> **Records**:
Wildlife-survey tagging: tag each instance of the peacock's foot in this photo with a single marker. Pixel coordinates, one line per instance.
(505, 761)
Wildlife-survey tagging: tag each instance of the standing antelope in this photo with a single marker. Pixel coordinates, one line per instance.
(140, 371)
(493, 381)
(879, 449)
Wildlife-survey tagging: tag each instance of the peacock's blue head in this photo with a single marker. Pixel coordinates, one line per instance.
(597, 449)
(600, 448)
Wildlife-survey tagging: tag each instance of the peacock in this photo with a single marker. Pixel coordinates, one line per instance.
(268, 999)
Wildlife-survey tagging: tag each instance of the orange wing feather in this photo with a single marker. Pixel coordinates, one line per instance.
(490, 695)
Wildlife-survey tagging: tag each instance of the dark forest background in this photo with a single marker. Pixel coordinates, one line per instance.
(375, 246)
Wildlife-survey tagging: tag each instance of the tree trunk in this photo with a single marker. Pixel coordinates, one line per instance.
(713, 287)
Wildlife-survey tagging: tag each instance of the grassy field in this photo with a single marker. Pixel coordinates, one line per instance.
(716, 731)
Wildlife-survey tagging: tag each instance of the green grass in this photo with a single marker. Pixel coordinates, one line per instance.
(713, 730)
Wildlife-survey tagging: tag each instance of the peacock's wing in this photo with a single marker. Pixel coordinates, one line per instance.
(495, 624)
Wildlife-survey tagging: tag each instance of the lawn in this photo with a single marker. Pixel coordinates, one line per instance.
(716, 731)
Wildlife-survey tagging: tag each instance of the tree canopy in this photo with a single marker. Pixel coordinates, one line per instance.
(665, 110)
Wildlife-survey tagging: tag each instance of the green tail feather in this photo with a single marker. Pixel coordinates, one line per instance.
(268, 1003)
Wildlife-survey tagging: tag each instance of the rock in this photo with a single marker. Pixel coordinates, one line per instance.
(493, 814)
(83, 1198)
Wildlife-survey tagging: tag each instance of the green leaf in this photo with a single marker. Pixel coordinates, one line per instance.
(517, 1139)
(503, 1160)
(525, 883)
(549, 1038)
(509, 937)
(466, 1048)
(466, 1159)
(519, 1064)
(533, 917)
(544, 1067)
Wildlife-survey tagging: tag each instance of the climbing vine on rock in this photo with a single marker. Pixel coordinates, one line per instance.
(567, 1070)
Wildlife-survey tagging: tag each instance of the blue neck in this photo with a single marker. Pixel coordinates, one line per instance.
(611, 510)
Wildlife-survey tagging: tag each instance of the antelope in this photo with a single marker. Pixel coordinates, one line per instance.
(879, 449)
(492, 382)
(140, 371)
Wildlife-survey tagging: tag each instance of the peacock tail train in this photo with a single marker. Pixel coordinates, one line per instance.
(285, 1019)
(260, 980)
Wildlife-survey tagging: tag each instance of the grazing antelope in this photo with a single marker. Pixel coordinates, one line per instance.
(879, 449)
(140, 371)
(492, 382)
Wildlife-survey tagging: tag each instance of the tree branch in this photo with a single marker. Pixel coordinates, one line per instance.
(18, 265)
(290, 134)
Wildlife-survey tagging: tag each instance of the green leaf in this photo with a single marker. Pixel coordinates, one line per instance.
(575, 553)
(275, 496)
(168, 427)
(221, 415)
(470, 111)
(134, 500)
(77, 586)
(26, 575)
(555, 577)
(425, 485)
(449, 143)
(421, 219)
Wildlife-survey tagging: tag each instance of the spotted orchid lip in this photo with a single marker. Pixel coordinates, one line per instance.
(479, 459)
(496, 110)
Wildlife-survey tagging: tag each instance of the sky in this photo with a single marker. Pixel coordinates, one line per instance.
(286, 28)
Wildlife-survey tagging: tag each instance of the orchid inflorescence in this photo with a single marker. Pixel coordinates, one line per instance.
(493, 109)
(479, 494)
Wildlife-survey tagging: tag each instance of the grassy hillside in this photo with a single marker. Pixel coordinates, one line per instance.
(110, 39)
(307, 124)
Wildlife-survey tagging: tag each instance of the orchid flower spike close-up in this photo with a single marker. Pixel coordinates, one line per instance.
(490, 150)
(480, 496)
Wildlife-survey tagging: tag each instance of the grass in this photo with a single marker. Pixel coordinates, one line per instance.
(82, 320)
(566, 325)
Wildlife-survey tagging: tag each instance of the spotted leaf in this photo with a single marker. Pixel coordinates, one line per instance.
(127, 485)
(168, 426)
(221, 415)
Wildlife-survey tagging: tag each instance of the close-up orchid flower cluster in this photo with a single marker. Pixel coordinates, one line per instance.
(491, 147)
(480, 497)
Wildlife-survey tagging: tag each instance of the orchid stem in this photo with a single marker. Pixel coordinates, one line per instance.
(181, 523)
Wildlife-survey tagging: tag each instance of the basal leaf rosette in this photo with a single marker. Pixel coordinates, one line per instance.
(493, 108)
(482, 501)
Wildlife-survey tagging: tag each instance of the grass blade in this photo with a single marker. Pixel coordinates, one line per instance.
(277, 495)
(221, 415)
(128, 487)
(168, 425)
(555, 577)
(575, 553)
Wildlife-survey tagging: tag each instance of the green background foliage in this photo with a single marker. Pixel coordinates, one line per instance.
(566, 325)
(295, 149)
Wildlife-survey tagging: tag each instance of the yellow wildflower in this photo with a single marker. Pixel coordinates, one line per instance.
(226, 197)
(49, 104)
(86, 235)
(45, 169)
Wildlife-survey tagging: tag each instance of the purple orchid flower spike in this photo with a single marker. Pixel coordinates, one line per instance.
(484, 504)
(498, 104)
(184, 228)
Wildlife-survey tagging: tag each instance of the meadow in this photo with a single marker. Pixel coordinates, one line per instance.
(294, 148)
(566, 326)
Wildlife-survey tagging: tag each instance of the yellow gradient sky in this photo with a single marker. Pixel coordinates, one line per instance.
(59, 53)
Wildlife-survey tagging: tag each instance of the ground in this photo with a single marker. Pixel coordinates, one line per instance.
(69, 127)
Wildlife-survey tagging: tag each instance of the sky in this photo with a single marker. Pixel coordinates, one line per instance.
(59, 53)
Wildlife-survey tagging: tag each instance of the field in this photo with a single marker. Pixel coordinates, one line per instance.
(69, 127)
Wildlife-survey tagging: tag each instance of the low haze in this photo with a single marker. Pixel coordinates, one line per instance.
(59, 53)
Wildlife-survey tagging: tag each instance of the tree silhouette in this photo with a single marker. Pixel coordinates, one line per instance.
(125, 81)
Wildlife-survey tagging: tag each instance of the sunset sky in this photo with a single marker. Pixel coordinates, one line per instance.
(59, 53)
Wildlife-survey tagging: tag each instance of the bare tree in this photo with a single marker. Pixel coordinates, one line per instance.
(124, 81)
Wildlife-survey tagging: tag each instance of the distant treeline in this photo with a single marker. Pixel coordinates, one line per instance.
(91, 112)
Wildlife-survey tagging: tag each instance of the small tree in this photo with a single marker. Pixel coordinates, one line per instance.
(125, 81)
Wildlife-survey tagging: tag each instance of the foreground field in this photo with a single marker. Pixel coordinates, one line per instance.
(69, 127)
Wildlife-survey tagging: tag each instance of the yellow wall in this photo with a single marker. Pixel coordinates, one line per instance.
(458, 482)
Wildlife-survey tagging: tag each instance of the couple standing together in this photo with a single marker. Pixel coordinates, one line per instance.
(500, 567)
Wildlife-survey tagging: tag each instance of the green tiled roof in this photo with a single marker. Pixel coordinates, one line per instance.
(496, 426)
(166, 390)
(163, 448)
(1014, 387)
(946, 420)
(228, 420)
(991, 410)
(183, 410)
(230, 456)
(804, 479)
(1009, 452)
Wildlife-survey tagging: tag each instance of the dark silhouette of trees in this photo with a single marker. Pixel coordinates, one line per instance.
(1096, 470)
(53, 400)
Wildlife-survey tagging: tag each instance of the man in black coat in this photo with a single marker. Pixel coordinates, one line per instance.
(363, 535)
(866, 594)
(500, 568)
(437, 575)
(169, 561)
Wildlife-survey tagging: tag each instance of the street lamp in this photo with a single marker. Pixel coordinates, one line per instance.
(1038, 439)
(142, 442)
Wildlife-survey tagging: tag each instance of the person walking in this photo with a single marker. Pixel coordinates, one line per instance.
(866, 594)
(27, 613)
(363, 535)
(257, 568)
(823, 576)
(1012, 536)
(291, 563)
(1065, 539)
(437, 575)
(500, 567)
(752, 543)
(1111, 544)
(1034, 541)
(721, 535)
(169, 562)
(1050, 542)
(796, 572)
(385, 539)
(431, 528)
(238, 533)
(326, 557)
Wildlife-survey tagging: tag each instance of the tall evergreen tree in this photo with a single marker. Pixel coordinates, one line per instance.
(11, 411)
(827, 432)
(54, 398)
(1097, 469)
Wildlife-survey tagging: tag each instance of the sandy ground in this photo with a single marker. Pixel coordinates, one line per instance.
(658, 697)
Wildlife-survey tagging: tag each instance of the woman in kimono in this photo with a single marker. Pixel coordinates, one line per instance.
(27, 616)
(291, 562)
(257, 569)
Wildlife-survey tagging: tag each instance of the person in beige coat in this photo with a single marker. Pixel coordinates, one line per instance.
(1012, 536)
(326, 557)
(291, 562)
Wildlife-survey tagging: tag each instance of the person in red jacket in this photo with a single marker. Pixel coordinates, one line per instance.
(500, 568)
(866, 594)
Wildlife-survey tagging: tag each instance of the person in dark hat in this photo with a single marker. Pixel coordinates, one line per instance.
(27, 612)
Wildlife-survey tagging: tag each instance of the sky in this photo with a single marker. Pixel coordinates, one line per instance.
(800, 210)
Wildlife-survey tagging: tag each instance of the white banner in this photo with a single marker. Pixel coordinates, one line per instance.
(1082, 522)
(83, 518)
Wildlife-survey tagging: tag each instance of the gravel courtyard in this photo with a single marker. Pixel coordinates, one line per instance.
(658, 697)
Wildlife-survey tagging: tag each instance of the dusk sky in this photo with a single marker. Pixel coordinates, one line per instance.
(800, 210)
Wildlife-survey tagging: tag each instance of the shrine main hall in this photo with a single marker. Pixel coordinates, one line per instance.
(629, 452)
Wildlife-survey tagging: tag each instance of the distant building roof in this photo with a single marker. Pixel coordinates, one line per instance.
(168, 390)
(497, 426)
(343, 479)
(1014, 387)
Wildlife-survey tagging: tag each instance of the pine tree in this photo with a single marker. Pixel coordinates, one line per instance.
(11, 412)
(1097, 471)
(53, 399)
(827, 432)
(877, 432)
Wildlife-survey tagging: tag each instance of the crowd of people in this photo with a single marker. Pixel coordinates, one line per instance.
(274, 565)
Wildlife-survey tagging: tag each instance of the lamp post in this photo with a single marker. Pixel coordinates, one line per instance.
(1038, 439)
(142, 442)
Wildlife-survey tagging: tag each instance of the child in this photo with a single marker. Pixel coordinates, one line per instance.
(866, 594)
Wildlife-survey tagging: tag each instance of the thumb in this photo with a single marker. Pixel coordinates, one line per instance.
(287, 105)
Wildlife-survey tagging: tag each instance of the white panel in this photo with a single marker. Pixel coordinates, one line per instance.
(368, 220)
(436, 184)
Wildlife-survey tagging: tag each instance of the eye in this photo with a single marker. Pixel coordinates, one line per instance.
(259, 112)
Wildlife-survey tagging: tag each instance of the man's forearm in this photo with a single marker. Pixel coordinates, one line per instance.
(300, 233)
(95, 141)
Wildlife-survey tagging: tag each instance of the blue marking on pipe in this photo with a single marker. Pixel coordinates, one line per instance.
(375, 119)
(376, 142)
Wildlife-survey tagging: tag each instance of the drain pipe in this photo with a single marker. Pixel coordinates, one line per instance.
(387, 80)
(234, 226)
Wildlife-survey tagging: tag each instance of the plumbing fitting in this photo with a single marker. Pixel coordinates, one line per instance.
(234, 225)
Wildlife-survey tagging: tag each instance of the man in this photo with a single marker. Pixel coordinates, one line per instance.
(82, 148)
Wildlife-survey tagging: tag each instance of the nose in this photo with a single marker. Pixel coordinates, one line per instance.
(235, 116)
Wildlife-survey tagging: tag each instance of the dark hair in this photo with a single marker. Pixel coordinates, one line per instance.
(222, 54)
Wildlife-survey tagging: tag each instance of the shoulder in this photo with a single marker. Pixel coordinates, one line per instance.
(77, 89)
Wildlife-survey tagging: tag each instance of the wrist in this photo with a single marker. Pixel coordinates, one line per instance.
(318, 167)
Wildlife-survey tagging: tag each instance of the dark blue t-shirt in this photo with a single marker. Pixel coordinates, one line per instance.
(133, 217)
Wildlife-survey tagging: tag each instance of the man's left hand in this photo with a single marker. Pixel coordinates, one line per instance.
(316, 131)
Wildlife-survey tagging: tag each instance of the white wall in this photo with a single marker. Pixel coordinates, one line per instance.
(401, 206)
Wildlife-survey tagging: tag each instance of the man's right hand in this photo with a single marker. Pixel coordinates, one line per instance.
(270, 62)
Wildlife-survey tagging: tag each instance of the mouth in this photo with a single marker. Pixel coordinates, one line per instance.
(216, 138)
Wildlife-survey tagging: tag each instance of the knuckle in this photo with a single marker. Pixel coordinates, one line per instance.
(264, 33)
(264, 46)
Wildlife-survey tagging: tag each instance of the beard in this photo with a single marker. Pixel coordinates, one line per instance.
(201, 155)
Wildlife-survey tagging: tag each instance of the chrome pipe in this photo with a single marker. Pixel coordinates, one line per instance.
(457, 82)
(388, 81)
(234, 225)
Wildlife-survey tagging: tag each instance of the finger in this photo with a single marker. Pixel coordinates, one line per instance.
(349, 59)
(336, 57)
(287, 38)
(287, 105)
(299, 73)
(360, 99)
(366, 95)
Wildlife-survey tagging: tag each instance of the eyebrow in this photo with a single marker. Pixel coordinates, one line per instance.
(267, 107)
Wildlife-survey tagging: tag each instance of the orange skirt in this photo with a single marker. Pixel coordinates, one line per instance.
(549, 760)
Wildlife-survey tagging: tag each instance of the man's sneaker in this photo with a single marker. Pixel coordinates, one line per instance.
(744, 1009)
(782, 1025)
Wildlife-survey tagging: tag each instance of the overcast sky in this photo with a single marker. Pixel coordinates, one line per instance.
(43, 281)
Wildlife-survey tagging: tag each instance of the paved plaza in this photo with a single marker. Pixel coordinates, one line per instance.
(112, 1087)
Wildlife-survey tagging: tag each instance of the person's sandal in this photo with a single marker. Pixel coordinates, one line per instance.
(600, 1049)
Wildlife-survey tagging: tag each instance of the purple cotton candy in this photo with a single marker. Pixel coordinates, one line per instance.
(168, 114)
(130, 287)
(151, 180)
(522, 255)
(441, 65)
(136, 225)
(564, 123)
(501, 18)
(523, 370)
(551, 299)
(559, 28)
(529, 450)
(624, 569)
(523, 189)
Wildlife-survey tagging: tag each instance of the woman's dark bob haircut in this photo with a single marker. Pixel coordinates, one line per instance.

> **Task details**:
Reproduce the items from the line containing "Wildlife-survey tagging: tag each instance of the tree canopy" up to and including the line containing "(544, 1067)", substituting "single point" for "single marker" and leaving all else unchanged.

> **Exercise output**:
Wildlife-survey tagging: tag each instance of the tree canopy in this photo with a single point. Pixel coordinates, one line per instance.
(665, 110)
Wildlife-survey tagging: tag each instance of the green tail feather in this photo with a single point. Pixel coordinates, one line per instance.
(268, 1003)
Wildlife-survey tagging: tag each instance of the rock in this photo with a single point. Pixel coordinates, one line per instance.
(493, 814)
(83, 1198)
Wildlife-survey tagging: tag each instance of the green leaf in this photo with a single point. Pixel coordinates, one line per instance.
(517, 1139)
(503, 1160)
(525, 883)
(549, 1038)
(509, 937)
(466, 1048)
(466, 1159)
(519, 1064)
(533, 917)
(544, 1067)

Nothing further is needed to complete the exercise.